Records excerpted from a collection
--------

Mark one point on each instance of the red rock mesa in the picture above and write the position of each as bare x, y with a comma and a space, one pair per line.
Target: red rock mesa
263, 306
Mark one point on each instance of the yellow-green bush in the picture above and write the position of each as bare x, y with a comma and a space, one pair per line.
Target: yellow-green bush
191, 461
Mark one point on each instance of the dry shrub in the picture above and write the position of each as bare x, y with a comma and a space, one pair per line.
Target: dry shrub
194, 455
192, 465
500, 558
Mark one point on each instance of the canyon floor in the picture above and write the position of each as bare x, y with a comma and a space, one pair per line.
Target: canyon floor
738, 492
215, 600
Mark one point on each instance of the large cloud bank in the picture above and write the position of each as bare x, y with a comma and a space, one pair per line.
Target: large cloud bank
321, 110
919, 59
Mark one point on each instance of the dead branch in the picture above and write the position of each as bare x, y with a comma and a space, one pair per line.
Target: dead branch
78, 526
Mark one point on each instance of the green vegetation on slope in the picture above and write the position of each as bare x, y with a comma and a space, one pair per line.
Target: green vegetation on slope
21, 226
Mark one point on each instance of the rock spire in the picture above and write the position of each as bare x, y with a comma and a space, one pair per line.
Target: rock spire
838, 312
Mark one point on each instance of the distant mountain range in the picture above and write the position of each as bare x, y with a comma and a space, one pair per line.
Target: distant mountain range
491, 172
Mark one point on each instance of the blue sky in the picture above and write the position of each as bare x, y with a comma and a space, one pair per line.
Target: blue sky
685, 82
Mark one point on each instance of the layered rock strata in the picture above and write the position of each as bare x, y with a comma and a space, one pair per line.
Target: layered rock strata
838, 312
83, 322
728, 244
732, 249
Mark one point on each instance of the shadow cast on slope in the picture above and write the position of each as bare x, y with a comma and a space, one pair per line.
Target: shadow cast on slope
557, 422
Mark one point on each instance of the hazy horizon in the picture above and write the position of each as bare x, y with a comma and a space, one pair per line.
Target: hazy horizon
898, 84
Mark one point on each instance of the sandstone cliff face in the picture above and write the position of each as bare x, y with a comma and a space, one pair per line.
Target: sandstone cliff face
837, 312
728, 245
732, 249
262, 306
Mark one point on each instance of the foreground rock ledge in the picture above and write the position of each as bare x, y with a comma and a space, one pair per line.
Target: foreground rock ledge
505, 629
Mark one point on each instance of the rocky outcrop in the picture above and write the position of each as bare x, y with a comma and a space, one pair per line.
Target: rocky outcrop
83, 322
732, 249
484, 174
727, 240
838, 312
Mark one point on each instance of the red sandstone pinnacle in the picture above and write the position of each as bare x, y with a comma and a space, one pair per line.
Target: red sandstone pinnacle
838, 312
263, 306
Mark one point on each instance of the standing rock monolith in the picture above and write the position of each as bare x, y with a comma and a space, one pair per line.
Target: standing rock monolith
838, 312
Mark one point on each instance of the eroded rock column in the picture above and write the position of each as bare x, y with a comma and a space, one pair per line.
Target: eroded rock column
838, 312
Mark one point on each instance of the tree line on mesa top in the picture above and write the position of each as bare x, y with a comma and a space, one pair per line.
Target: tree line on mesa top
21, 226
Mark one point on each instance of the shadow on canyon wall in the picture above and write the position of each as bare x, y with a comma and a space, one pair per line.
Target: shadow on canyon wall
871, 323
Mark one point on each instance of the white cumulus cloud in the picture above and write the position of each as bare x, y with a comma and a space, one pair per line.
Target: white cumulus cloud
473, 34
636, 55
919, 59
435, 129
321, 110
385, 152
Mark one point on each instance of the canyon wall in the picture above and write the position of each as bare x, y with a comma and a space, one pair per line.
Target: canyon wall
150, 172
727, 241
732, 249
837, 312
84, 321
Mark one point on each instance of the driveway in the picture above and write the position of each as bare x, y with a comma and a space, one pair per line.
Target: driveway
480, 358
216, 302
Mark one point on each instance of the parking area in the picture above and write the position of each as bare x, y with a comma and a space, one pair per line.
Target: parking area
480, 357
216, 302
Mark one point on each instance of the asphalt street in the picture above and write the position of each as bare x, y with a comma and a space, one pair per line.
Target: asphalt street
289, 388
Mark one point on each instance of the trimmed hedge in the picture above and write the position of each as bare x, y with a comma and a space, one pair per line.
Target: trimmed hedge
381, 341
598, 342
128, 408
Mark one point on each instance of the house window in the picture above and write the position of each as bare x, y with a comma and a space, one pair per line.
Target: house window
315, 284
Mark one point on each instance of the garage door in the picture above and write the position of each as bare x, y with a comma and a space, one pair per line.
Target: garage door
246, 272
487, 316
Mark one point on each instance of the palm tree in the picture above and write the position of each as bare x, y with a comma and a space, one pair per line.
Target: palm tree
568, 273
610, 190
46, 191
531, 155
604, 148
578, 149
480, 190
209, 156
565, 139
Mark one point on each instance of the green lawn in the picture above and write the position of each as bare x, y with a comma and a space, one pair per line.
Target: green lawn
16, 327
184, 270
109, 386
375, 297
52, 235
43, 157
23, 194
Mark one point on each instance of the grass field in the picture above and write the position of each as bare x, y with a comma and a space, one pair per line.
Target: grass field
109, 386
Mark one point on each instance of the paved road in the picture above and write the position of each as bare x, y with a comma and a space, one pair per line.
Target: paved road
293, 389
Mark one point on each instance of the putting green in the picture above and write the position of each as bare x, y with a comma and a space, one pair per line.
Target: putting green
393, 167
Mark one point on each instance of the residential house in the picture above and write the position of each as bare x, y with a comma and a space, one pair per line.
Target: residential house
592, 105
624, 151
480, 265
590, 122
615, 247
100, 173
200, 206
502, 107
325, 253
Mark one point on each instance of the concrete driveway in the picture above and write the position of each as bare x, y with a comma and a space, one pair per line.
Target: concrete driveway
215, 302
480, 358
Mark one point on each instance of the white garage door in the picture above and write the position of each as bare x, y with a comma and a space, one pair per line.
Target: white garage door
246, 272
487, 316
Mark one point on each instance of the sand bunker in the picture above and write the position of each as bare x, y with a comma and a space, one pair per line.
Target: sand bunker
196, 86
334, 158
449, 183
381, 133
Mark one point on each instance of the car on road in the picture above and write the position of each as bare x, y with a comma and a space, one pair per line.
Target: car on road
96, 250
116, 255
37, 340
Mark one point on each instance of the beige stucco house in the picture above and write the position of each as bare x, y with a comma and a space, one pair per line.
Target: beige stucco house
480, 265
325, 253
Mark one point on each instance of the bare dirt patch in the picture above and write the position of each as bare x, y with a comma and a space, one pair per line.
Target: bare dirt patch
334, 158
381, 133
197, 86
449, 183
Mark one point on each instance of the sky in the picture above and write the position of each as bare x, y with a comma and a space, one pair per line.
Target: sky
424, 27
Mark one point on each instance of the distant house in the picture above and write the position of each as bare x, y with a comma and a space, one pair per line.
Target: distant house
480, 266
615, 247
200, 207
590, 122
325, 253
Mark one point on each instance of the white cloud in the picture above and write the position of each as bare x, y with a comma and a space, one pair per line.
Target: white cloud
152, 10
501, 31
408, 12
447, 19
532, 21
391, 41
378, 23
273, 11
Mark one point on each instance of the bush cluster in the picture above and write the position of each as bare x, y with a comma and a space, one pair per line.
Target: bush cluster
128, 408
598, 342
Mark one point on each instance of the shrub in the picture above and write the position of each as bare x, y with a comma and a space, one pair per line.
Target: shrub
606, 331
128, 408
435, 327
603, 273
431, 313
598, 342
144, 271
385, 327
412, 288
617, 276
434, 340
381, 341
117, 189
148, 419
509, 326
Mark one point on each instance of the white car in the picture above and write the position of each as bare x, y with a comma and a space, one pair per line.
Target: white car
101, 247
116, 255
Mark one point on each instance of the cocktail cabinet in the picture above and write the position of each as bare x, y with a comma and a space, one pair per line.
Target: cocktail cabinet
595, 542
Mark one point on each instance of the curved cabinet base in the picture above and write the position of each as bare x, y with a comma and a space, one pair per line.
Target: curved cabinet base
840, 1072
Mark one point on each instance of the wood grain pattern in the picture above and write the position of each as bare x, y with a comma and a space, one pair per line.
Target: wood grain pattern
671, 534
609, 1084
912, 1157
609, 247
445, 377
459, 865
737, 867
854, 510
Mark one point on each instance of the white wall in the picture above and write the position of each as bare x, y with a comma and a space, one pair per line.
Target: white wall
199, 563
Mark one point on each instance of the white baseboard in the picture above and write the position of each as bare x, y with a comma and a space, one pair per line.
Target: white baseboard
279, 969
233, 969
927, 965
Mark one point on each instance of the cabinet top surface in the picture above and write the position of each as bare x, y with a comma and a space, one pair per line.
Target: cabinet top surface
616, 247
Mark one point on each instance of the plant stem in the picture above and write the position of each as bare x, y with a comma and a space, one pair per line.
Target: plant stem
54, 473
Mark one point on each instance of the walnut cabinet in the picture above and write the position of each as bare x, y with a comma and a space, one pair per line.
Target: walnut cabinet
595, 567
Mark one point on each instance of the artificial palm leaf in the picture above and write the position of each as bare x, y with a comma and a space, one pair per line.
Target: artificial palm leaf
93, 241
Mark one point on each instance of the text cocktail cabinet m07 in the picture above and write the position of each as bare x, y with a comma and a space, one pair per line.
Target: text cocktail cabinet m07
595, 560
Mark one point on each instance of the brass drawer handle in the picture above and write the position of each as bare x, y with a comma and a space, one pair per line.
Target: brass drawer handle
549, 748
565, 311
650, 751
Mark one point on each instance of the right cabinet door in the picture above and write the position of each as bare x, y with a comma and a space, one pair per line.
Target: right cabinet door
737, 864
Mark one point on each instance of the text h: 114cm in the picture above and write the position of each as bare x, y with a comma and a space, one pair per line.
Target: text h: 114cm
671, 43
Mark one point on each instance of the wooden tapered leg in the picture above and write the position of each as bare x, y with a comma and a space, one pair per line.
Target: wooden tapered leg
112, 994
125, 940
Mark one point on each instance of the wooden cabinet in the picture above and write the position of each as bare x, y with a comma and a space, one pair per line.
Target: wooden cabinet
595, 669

--------

Make an exact copy of each line, beginning at the one containing "Target: text h: 114cm" and ending with the last line of the data, and of no other line.

Target: text h: 114cm
671, 43
Mark one point on each instance of the wooden tapered leg in the picture above and write the position of each as bare x, y with a comma and a space, one pair per line.
Target: wooden tapered leg
112, 994
125, 940
Mark one point on each instance of the wooden cabinet in the picture above and write the position of each as bare x, y with a comma and a space, one pair per line.
Target: wooden cabinet
595, 669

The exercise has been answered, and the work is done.